- _Activity_
Where an entry holds an image, leave the image out; otherwise reproduce the entry exactly.

(Stored data entries)
+===+
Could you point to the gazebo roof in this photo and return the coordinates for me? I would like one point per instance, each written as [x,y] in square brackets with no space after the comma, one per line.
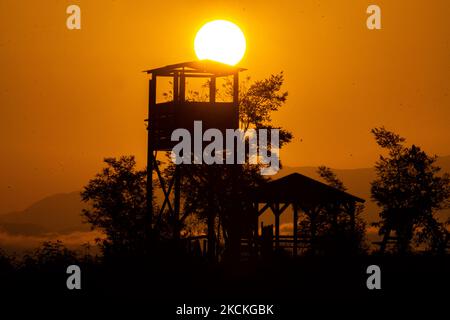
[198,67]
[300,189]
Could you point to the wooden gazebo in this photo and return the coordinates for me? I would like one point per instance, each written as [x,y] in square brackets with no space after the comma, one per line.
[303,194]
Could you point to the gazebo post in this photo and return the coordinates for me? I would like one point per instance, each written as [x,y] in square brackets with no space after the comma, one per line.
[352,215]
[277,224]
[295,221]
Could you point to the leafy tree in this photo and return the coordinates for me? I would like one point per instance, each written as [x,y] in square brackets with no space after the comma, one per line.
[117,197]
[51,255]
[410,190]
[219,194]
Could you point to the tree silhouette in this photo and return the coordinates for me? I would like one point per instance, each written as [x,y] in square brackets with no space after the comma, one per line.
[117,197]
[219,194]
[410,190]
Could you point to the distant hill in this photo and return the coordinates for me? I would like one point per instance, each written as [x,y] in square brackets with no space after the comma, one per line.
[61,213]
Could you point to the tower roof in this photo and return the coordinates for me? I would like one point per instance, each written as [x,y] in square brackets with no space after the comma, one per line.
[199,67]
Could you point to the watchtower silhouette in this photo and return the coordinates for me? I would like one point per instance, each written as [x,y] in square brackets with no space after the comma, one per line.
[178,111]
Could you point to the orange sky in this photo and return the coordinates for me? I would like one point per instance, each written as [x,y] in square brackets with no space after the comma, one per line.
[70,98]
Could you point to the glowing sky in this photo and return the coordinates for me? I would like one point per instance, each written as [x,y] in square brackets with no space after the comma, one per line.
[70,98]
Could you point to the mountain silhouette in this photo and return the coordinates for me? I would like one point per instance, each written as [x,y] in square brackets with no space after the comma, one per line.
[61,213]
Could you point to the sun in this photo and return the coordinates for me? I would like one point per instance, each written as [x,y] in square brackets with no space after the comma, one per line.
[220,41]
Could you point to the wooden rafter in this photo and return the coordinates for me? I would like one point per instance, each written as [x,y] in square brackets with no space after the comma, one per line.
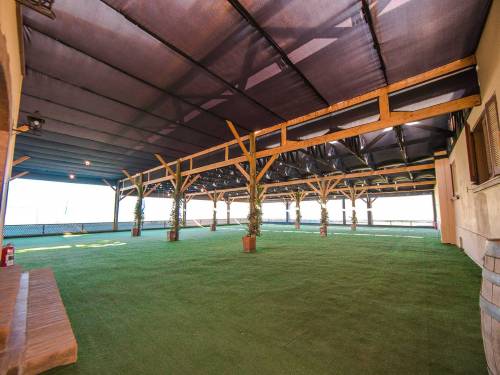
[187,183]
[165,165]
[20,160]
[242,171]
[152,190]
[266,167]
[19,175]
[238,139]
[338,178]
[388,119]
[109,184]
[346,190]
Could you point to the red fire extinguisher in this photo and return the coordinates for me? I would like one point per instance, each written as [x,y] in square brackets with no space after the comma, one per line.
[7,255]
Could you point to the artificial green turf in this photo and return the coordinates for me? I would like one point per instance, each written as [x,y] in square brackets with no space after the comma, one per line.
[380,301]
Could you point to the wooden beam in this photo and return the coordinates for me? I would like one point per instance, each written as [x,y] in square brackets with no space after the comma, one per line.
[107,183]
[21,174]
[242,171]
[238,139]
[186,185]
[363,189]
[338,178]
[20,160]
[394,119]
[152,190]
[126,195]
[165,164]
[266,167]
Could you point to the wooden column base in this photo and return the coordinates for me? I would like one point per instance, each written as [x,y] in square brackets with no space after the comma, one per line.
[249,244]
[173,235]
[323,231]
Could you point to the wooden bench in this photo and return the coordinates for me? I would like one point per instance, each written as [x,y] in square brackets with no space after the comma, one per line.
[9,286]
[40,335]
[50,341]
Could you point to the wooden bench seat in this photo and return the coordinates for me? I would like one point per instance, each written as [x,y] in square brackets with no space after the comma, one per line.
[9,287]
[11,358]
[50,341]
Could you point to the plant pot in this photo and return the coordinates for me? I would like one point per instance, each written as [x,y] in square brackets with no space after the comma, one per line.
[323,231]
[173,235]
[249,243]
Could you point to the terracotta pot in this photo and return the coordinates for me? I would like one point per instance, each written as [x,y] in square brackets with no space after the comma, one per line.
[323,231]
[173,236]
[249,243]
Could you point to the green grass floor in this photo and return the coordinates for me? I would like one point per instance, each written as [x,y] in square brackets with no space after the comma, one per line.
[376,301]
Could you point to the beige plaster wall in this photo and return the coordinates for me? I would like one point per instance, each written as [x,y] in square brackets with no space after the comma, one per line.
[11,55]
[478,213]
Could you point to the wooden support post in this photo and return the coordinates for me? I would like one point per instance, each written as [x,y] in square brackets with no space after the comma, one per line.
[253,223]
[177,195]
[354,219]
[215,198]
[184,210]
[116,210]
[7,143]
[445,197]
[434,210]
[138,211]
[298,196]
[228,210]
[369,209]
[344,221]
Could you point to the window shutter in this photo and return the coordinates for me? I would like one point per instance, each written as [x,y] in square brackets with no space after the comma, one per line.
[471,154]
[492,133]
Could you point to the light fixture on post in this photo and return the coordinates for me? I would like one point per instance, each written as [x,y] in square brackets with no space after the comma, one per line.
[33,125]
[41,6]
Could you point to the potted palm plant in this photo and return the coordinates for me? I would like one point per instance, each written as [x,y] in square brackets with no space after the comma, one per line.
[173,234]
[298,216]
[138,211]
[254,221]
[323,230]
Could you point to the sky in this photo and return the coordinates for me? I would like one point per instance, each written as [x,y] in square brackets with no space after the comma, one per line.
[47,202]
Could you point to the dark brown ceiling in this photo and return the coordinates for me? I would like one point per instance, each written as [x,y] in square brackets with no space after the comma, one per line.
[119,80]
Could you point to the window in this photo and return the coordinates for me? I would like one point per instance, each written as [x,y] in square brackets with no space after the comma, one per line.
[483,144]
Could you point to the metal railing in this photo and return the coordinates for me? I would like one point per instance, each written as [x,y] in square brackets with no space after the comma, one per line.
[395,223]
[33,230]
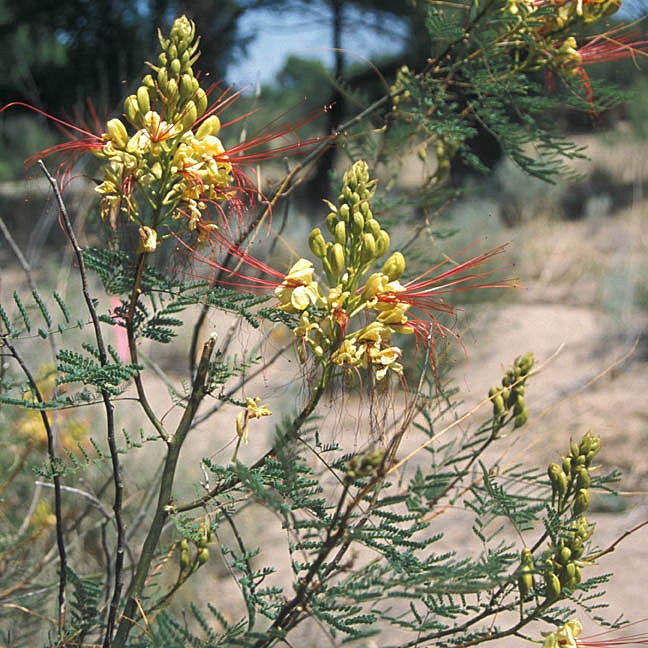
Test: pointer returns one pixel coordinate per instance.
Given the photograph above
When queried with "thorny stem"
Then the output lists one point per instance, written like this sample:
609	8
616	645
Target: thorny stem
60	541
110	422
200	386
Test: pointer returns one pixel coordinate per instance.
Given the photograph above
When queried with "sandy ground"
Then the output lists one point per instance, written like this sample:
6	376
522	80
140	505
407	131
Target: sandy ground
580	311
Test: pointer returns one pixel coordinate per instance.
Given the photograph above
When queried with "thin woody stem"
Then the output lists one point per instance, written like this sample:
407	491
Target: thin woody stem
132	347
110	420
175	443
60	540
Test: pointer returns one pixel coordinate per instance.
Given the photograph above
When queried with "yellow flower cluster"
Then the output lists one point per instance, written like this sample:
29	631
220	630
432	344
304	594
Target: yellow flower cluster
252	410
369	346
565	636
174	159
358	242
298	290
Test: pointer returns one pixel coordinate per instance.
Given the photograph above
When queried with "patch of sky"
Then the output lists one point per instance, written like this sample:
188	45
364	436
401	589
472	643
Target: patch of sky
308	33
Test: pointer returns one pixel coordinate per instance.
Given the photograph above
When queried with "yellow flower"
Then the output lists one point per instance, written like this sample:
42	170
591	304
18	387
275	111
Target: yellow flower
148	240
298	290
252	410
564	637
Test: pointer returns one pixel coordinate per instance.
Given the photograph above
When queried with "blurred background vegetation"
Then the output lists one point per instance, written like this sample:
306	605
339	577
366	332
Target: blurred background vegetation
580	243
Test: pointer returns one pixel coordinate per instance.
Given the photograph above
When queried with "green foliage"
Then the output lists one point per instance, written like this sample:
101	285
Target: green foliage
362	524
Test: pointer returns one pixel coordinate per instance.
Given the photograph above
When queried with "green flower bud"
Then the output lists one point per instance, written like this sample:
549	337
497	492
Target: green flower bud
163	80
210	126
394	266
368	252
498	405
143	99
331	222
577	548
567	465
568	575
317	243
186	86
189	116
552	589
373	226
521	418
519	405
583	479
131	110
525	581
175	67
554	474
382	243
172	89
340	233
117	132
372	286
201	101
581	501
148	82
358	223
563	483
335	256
+===+
- _Answer section_
Could you point to the gazebo roof in this photo and return the coordinates for me? I would like one point per instance, each written as [x,y] in square brackets with no space after the comma, one per line.
[198,67]
[300,189]
Could you point to the wooden gazebo in this photo and return the coordinates for me? I would like one point per instance, each written as [x,y] in square brackets with no space after the comma, one per line.
[303,194]
Could you point to the gazebo post in this photo and return the coordinates for me? I would like one point per instance, each written as [x,y] in square brackets with no space after the comma, one per line.
[352,215]
[277,224]
[295,221]
Could you point to the leafy tree in this photo and return the coordinates for me? I would like one point per instance, each written as [x,y] in square brackets with no space after the comma, one per line.
[117,197]
[51,255]
[410,190]
[219,194]
Could you point to the tree silhouette in this photo and return the coordinates for me? I would like one point per instance, each written as [x,y] in square brackets with no space after the comma, one per line.
[117,197]
[219,194]
[410,190]
Could you point to the distant hill in this photo and return the coordinates for me? I would like one point per instance, each written as [x,y] in square brackets with no space after the comma, one per line.
[61,213]
Could you point to the tower roof in this photo and return the coordinates for me? I would like one point per instance, each written as [x,y] in square brackets with no space after the comma, one per line.
[199,67]
Could you point to the watchtower silhouette in this photo and return the coordinates for me? I would like one point per instance, each written as [x,y] in square brackets with no space after the comma, one per line.
[178,111]
Could you point to the orange sky in this photo and return the coordinates for me? I would like one point per instance, each written as [x,y] in square brackets with no space after the comma, one per line.
[70,98]
Could you point to the glowing sky in this photo and return the coordinates for me? I would like one point per instance, each written as [x,y] in square brackets with no space after the comma, one per line.
[70,98]
Could you point to the mountain silhouette in this photo and return the coordinates for me? I would like one point per instance, each written as [x,y] in square brackets with no space after the comma, one per line.
[61,213]
Could you point to the sun in this photo and return the coordinates for me? I would like one point per instance, each written as [x,y] in square brackets with no space after the comma, one per line.
[220,41]
Could you point to the wooden rafter in this photo and return the coordinates for me? I would like one point per instance, each written as [x,y] in square brackets with no space after the comma, one per line.
[187,183]
[165,165]
[20,160]
[242,171]
[152,190]
[266,167]
[19,175]
[238,139]
[338,178]
[388,119]
[109,184]
[346,190]
Could you point to the red fire extinguisher in this photo and return the coordinates for me? I would like one point per instance, each written as [x,y] in square brackets with no space after the comma, one per line.
[7,255]
Could you point to the artificial green turf in this photo and return the coordinates for me? I would like one point per instance, each written as [x,y] in square brackets with no space after the comma, one per line.
[380,301]
Could you point to the wooden beam in this photo and return the coordinates for me? I would like one point per instance, each written as [x,y] in square brackets with no space after the comma, one per line.
[107,183]
[21,174]
[242,171]
[238,139]
[186,185]
[363,189]
[338,178]
[20,160]
[394,119]
[152,190]
[126,195]
[165,164]
[266,167]
Could you point to the wooden column base in this photo and return the coordinates for me? I would like one point per instance, each written as [x,y] in square brackets with no space after the comma, one per line.
[249,244]
[173,235]
[323,231]
Could you point to the wooden bench in this photo and return the coordinates for me? I would like one point per instance, each written as [x,y] in square brackets with no space after the comma, one per line.
[9,286]
[40,335]
[50,341]
Could you point to the wooden bench seat in this photo and return the coordinates for me? I would like one point per instance, each written as [x,y] in square brackets with no space after the comma, one per line.
[9,287]
[11,358]
[50,341]
Could you point to the plant pot in this photo and return the coordinates for me? I would like one point per instance, each written as [x,y] in square brackets with no space after the comma, one per line.
[323,231]
[173,235]
[249,243]
Could you point to the terracotta pot in this photo and return the coordinates for me? I would like one point per instance, each written as [x,y] in square brackets with no space after the comma, one per line.
[323,231]
[173,236]
[249,243]
Could you point to the green grass floor in this photo and return the coordinates for me? I would like one point per instance, each written as [x,y] in square brackets with no space after the comma, one per line.
[376,301]
Could you point to the beige plaster wall in this photo and return the coordinates for me? I would like one point per instance, each written as [x,y] in square brackets with no space after the comma, one per line.
[11,55]
[478,213]
Could you point to the wooden support post in this photo and return the coordinates for me? I would like one point per instance, each written as [x,y] in square brackets with no space after the comma, one per line.
[253,223]
[177,195]
[354,219]
[215,198]
[184,210]
[116,210]
[7,143]
[445,197]
[434,210]
[138,211]
[298,196]
[228,210]
[369,209]
[344,221]
Could you point to the window shutter in this photo and return the coordinates for me? I would like one point per instance, each written as [x,y] in square brackets with no space after the comma, one per line.
[471,154]
[492,133]
Could you point to the light fixture on post in this photo and return the coordinates for me? I would like one point per instance, each written as [x,y] in square brackets with no space after the comma, one per line.
[33,125]
[41,6]
Could you point to the potted palm plant in this photo and return the coordinates for me? I would like one point per instance, each written as [x,y] in square brackets with no space after the comma, one per line.
[173,234]
[298,216]
[138,211]
[254,221]
[323,230]
Could you point to the sky in this photo and return the coordinates for me? I would like one point per instance, each written as [x,y] in square brackets with no space after the comma, one per line.
[47,202]
Could you point to the dark brown ceiling in this photo and return the coordinates for me? I would like one point per instance, each written as [x,y] in square brackets with no space after the comma, one per line.
[119,80]
Could you point to the window in this photo and return the coordinates for me? I would like one point per instance, each written as [x,y] in square brackets with no space after the comma, one per line.
[483,144]
Could you point to the metal railing in this photo and return the coordinates for me? I would like one point per instance, each written as [x,y] in square brackets with no space after the comma, one per line.
[395,223]
[33,230]
Test: pointer returns one pixel coordinate per instance.
Given the photograph above
When queried with "thorny stem"
Then the output lists one point per instance, written like this sample:
609	8
616	645
Target: thorny stem
60	541
110	422
200	386
Test: pointer returns one pixel coordinate per instance.
Given the photograph above
When queried with "sandy ground"
Then the output lists one point per instance, written like this sample:
6	376
522	80
140	505
407	131
Target: sandy ground
580	311
Test: pointer returns one pixel coordinate per instance.
Given the photograph above
When queried with "thin woody stem"
Then the output lists one point per instance, written like this sample:
407	491
Target: thin woody stem
132	347
110	420
175	443
60	540
Test: pointer returns one pixel coordinate per instance.
Given the photograph above
When queried with "yellow flower cluster"
Then the output lists one point per instance, written like this sample:
29	631
220	630
432	344
304	594
Target: yellow flower cluster
252	410
369	346
565	636
174	159
358	242
298	290
Test: pointer returns one pixel coordinate per instance.
Given the photograph above
When queried with "patch of sky"
Then the output lists one point per instance, written like this sample:
188	45
364	436
401	589
472	643
Target: patch of sky
308	33
Test: pointer returns one pixel coordinate per instance.
Given the photograph above
When queried with "yellow flower"
Then the output lists one point per instance, written like this sample:
42	170
591	304
18	387
275	111
Target: yellow flower
148	240
298	290
252	410
564	637
Test: pointer returns one pixel coordinate per instance.
Given the photograph above
When queried with "blurred background vegetation"
Then the output lists one point per instance, written like this sample:
306	605
339	577
366	332
Target: blurred background vegetation
580	243
Test: pointer returns one pixel coordinate per instance.
Given the photograph above
When queried with "green foliage"
Then the output lists one point per instance, written like this sample:
101	285
Target: green foliage
362	524
Test: pointer returns one pixel coordinate per instance.
Given the photograph above
When queried with "green flower bud"
Then the output lists one point per instance, written like this sample:
549	337
497	492
Target: green flower bud
163	80
210	126
394	266
368	252
498	405
143	99
331	222
577	548
567	465
568	575
317	243
186	86
189	116
552	589
373	226
521	418
519	405
583	479
131	110
525	581
175	67
554	474
382	243
172	89
340	233
117	132
372	286
201	101
581	501
148	82
358	223
563	483
335	256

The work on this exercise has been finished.